Tâche donnée 1 → Affichez chaque ligne de la liste ci-dessous qui contient la chaîne "person". La casse compte.

Passage choisi →
════════

INTRODUCTION

Mesdames, Messieurs,

Voilà plus d'un an, au cours de l'audience solennelle de rentrée de la Cour de cassation, M. Guy Canivet, alors premier président, soulignait la place essentielle de la formation des juges dans le fonctionnement de l'institution judiciaire.

« La formation du juge conditionne l'authenticité de la justice. Elle lui apprend non seulement à rendre des décisions conformes au droit ; bien plus, elle l'incite à réfléchir à son rôle, à sa place dans les institutions [...], à ses présupposés, à la vérité, à l'équité... Primordiale est l'initiation qui assure que les valeurs sur lesquelles les juges fondent leurs décisions sont celles du sens commun ; essentielle est la pédagogie qui leur enseigne que disposer de la vie privée, de l'honneur, de la dignité, de la fortune, de la sécurité, de la liberté d'autrui est aussi affaire de conscience ».

Cette année encore, à l'occasion de l'audience solennelle de rentrée de la Cour de cassation, ce thème fut au coeur des préoccupations.

════════

Informations extraites →
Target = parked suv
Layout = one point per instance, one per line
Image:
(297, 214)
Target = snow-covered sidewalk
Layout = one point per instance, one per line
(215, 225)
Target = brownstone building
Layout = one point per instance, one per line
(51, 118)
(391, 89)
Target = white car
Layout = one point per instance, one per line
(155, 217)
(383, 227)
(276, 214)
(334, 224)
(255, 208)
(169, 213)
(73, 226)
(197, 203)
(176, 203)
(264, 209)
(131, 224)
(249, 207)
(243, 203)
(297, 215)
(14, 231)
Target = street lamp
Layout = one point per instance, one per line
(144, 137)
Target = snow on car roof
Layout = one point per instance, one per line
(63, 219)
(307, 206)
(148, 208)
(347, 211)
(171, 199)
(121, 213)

════════

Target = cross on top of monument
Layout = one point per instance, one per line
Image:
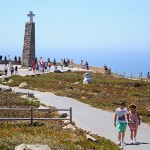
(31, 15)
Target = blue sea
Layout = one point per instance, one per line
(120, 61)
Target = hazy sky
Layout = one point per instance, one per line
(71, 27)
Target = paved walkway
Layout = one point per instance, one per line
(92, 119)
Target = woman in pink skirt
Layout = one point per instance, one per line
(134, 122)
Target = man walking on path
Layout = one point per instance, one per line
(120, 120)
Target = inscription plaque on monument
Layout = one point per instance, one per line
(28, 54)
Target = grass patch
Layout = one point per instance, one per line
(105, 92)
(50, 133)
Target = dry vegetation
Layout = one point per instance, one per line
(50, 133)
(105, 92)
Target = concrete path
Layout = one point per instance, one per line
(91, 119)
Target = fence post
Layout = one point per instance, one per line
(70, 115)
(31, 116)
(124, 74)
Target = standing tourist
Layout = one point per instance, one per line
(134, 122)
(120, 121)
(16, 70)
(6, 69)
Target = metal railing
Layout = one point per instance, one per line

════════

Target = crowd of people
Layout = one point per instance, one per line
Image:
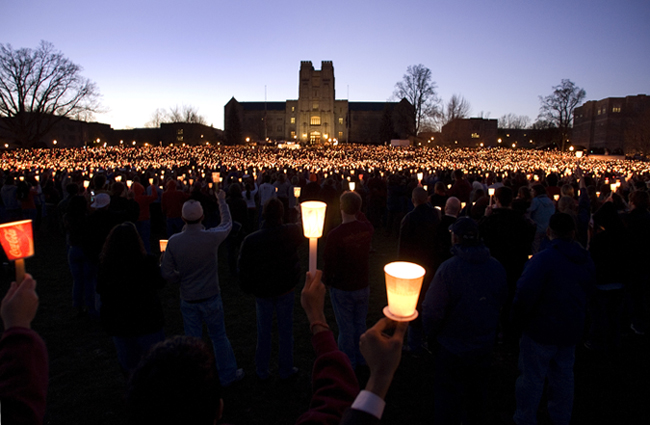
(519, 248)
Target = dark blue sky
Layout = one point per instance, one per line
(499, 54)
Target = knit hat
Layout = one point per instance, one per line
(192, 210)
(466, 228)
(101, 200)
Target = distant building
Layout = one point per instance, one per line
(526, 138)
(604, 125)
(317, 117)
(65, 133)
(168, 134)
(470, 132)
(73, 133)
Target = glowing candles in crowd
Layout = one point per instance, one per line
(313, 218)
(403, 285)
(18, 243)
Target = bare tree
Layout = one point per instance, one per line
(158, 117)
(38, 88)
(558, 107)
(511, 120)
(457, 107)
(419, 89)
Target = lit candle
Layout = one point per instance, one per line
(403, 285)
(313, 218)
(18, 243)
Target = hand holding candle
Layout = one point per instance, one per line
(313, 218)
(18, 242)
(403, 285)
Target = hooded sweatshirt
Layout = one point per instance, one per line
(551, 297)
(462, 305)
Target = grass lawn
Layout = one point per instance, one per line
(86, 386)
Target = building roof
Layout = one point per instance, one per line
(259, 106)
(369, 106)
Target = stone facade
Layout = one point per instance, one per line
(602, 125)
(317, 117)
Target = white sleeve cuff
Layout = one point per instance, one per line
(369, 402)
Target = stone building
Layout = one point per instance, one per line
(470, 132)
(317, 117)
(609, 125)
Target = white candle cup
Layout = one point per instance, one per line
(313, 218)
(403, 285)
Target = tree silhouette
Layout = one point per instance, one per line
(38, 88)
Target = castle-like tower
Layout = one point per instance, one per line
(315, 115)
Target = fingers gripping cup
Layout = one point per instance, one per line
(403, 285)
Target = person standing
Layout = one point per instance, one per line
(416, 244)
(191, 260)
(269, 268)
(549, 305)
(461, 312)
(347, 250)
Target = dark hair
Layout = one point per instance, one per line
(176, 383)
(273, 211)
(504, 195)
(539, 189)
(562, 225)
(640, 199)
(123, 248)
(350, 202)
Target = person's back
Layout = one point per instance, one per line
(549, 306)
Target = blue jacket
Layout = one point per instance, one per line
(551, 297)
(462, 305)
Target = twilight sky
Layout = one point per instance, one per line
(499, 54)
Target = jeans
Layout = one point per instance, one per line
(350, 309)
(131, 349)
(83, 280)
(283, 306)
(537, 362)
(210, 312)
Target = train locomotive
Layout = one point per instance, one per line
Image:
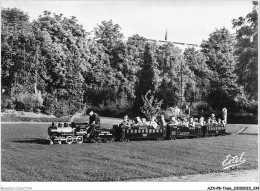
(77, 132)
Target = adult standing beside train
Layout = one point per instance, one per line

════════

Tâche donnée 2 → Dans le texte sur la formation des juges, plus haut, énumérez s'il vous plaît tout ce dont la citation dit que disposer est « aussi affaire de conscience ».

Solution rédigée 1 →
Target = person standing
Target = person's back

Solution rédigée 2 → La vie privée, l'honneur, la dignité, la fortune, la sécurité, la liberté d'autrui.